_Task objective_
Please carry on the introduction to machine learning with graphs from the point where it stops.

I found this free course on youtube from Stanford University, which is taught by a leading figure in graph machine learning, Jure Leskovec. The title of this course is Machine Learning with Graphs. This and other articles I am about to write about graph machine learning are my way to incorporate this new knowledge, I am gaining from this series. If you haven’t touched graph machine learning this article gives a gentle introduction and helps you to get started with his free course.

Therefore I chose to make this piece very introductive and follow up this article with a more details to the insights this article might bring to you. So, if you feel after this article leads to increasing desire of wanting more knowledge you should check it out. I hope you will enjoy.

TL;DR

ML algorithms need some form of vector input to be executed
A network consists of nodes and edges which connect the nodes
We can ask different questions about network data. E.g to which group does a node belong to, or does a link possibly exist between two nodes
Networks have no natural ordering, thus need a different approach for ML
Node embeddings are a way of representing nodes as vectors
Network or node embedding captures the topology of the network
The embeddings rely on a notion of similarity.
The embeddings can be used in machine learning prediction tasks.

The purpose of Machine Learning — What about Machine Learning on graphs?

Like for other types of data, we want to make inferences about the underlying information that is captured by the data which was obtained in the real world. Here is where Machine Learning comes into play.

Machine Learning algorithms provide us with models that help us to understand data in our case networks we have not seen before previously. When I say understand networks, what do I mean?

What questions can we ask about networks?

Let’s make an example network and see what kind of question can we ask.

This is a social network. Each node refers to a person and each link or edge means that the two people connected by this edge know each other. So for example, Joanna knows Peter and Pierre, but she doesn’t know Mary.

When examining this network we might wonder why Peter is connected to Joanna [1. ie. do they belong to the same group (label)?] or if it is possible that Peter also knows Mary as well [2.]. Or do Vincent and Joanna have similar roles in their social networks [3.] ?

Summary of possible questions (not exhaustive)

Node feature (Label/Group) prediction based on the assumption of homophily
Link Prediction
Node feature (role) prediction

How are we going to answer those questions?

Let’s move a step back and recall how we answer questions with other type of data. I provide a short summary of possible problems and the approaches just to familiarize ourselves with the general pattern of problem solving.

Linear Regression

If we want to predict a price for a house, we gather attributes or features and put them into a vector. This vector multiplied with a weight/slope and adding an intercept gives us a price prediction we need. The vector has for every house the same features and in the beginning a ordering of those features is decided. Thus the first entry does always describe the zip-code for example, the second one the age of the building and so on. The idea that the features always get the same position is natural that most of us that have data science / ML experience haven’t thought about.

_Provided material_
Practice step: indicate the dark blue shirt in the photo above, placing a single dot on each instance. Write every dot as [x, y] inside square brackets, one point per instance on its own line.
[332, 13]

_Expected answer_
CNN

If we want to classify images we might choose Convolutional Neural Networks (CNN). Images are basically arrays/matrices of pixel values. CNN’s algorithm classifies the picture based on those values. The whole array is transformed over multiple steps to preserve important information (which pixel has which value and how this value relates to neighboring values) and finally passed into a fully connected neural network to weight the relationships between the pixels. But the most important thing in context of this article is again, the nature of ordering. Each image has a top and bottom, left and right. Thus before the array (or more correctly the stacked arrays (a tensor)) is passed into the fully connected neural network, the pixel values are being put into a vector. This unfolds for every picture the same, due to the natural ordering of pictures.

RNN

In all flavours of recurrent neural networks (RNN) we pass in vectors that reflect measurements/values from a time series or a sequence. Every input has the same form and the network learns relationships between exact those entries of this form and predict future values.

Coming back from those three examples back to the overarching principle of those problems, we can conclude that it’s necessary to have some form of vector that describes the data source uniquely whether it is a house, an image or a sequence. Additionally the examples show that the data must underlie some ordering.

The problem with graphs..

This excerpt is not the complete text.